SOURCE INFORMATION:
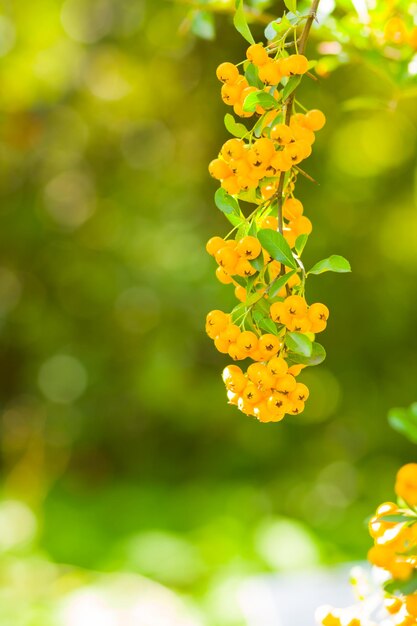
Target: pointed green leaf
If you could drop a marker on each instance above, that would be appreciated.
(258, 263)
(292, 84)
(334, 263)
(299, 343)
(399, 518)
(202, 25)
(279, 283)
(252, 76)
(291, 5)
(225, 202)
(318, 355)
(240, 22)
(265, 323)
(234, 128)
(275, 243)
(265, 100)
(404, 421)
(300, 244)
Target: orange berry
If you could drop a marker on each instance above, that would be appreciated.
(282, 134)
(255, 372)
(233, 149)
(238, 107)
(247, 341)
(286, 384)
(269, 345)
(223, 277)
(297, 64)
(277, 366)
(270, 222)
(301, 226)
(270, 73)
(227, 259)
(244, 268)
(249, 247)
(234, 378)
(216, 322)
(406, 483)
(278, 402)
(297, 151)
(240, 293)
(227, 73)
(257, 54)
(296, 306)
(236, 353)
(251, 393)
(279, 313)
(214, 244)
(395, 31)
(315, 120)
(292, 209)
(393, 604)
(318, 314)
(231, 185)
(295, 369)
(411, 604)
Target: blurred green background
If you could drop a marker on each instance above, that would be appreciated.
(119, 452)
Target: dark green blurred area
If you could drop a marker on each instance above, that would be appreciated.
(115, 430)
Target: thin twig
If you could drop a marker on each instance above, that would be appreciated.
(288, 104)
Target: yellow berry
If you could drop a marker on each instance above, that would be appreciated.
(227, 73)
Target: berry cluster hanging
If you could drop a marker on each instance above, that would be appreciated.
(272, 325)
(391, 600)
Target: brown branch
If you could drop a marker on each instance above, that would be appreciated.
(288, 104)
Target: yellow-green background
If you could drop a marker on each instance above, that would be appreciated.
(119, 452)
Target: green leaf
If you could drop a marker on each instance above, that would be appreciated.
(264, 322)
(300, 244)
(275, 243)
(404, 421)
(292, 84)
(279, 283)
(334, 263)
(258, 263)
(202, 25)
(291, 5)
(277, 27)
(236, 220)
(265, 100)
(399, 518)
(225, 202)
(406, 587)
(252, 76)
(240, 22)
(238, 312)
(234, 128)
(299, 343)
(318, 355)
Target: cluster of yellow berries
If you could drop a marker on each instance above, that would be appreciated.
(394, 531)
(296, 315)
(393, 541)
(245, 165)
(396, 32)
(261, 166)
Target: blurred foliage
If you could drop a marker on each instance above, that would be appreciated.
(118, 451)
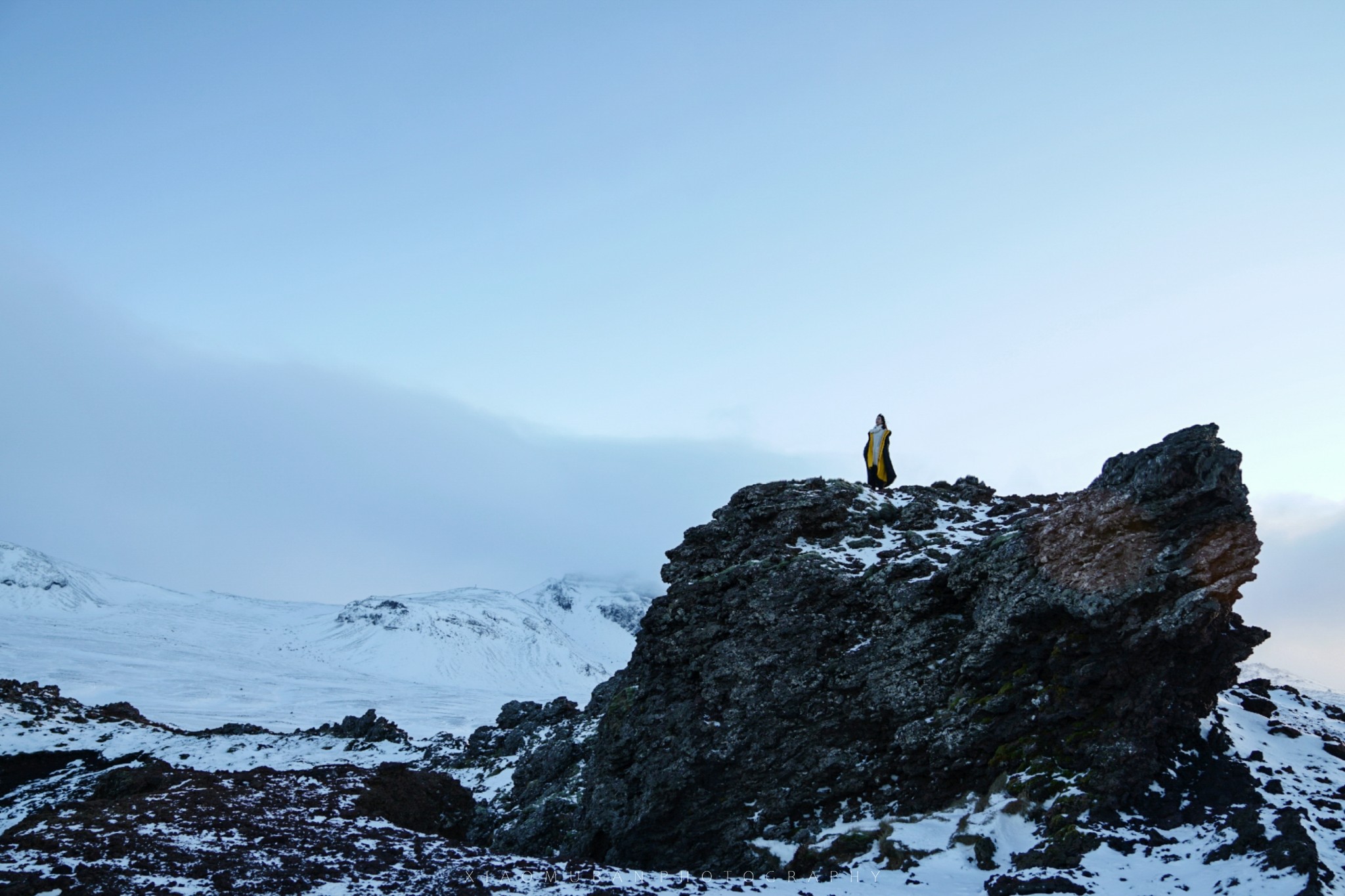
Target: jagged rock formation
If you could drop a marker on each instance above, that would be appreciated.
(825, 653)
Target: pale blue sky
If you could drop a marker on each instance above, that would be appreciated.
(1033, 234)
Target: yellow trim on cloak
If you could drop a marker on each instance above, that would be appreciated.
(876, 456)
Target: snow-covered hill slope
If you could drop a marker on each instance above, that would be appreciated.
(441, 661)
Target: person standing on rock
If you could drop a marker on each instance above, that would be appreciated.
(876, 456)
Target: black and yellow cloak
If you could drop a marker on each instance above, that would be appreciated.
(877, 458)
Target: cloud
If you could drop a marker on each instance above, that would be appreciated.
(1300, 591)
(150, 459)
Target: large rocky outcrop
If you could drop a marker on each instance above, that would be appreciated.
(825, 652)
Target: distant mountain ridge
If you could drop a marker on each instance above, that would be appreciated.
(436, 661)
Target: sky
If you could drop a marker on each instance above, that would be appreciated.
(319, 303)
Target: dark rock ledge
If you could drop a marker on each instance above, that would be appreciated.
(825, 653)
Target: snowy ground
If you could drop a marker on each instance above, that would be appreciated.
(441, 661)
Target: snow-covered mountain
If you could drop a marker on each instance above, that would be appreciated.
(440, 661)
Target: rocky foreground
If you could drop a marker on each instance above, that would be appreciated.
(937, 687)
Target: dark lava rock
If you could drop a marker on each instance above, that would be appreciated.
(785, 681)
(426, 801)
(369, 729)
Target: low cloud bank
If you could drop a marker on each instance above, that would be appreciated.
(1300, 595)
(141, 457)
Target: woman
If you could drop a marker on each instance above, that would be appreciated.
(876, 456)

REQUIRED WORK:
Look through the listing and extract every line with "blurred" in it.

RESPONSE TO THIS EXERCISE:
Target: blurred green background
Target: dark green blurred area
Target: blurred foliage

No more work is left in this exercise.